Towards an EU ban on products made with forced labour

This week, the Internal Market and International Trade committees adopted their position on keeping products made using forced labour out of the EU market, IMCO, INTA.

The draft regulation would put in place a framework to investigate the use of forced labour in companies’ supply chains. If it is proven that a company has used forced labour, all import and export of the related goods would be halted at the EU’s borders and companies would also have to withdraw goods that have already reached the EU market. These would then be donated, recycled or destroyed.

Reversal of burden of proof in high-risk cases

MEPs amended the Commission proposal to task the Commission with creating a list of geographical areas and economic sectors at high risk of using forced labour. For goods produced in these high-risk areas, the authorities would no longer need to prove that people have been forced to work, as the burden of proof would fall on companies.

Remediation and wider definitions

The committees also want goods that have been removed from the market to be allowed back on only after the company demonstrates it has stopped using forced labour in its operations or supply chain and remedied any relevant cases....

MEPs have also updated and widened the definitions used in the text. Particularly, the definition of forced labour would be aligned to ILO standards...

Next steps

The two committees adopted the draft report with 66 votes for, 0 against and 10 abstentions. Plenary will now have to confirm it as the EP’s negotiating mandate and then, once Council also adopts its position, talks can start over the final shape of the regulation.

STORED RECORDS:
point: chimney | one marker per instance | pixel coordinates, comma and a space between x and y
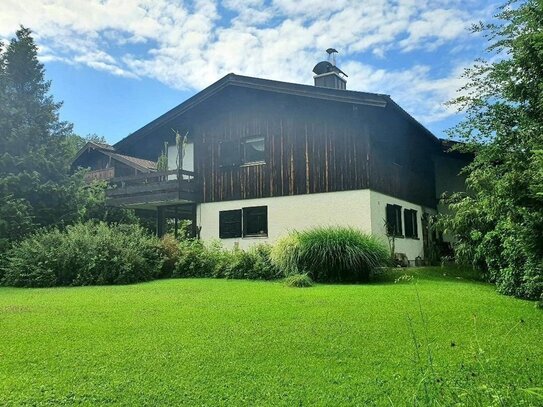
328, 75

* * *

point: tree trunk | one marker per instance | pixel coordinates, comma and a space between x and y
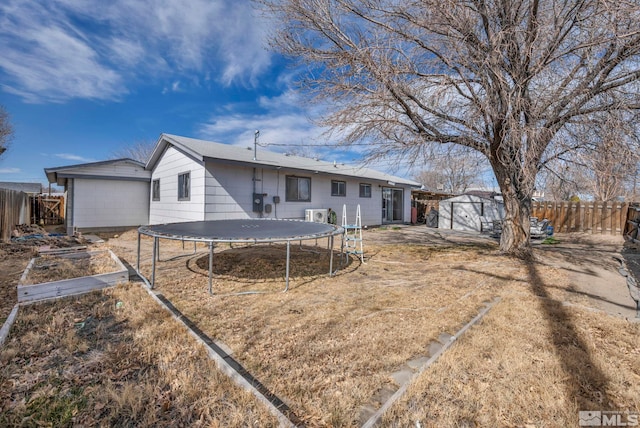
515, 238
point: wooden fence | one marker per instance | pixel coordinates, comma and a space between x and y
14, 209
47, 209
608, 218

GOAL 1:
Reproduce part of the forced labour passage word for word, beginning at the words "Reversal of burden" and stopping after "any relevant cases....".
GOAL 2:
Answer these from the forced labour passage:
(a) What would happen to withdrawn goods that had already reached the EU market?
(b) With which standards would the definition of forced labour be aligned?
(c) How many votes in favor did the draft report receive?
The rows play no part in what follows.

EXERCISE ANSWER 1:
Reversal of burden of proof in high-risk cases

MEPs amended the Commission proposal to task the Commission with creating a list of geographical areas and economic sectors at high risk of using forced labour. For goods produced in these high-risk areas, the authorities would no longer need to prove that people have been forced to work, as the burden of proof would fall on companies.

Remediation and wider definitions

The committees also want goods that have been removed from the market to be allowed back on only after the company demonstrates it has stopped using forced labour in its operations or supply chain and remedied any relevant cases....

EXERCISE ANSWER 2:
(a) They would be donated, recycled or destroyed.
(b) ILO standards.
(c) 66.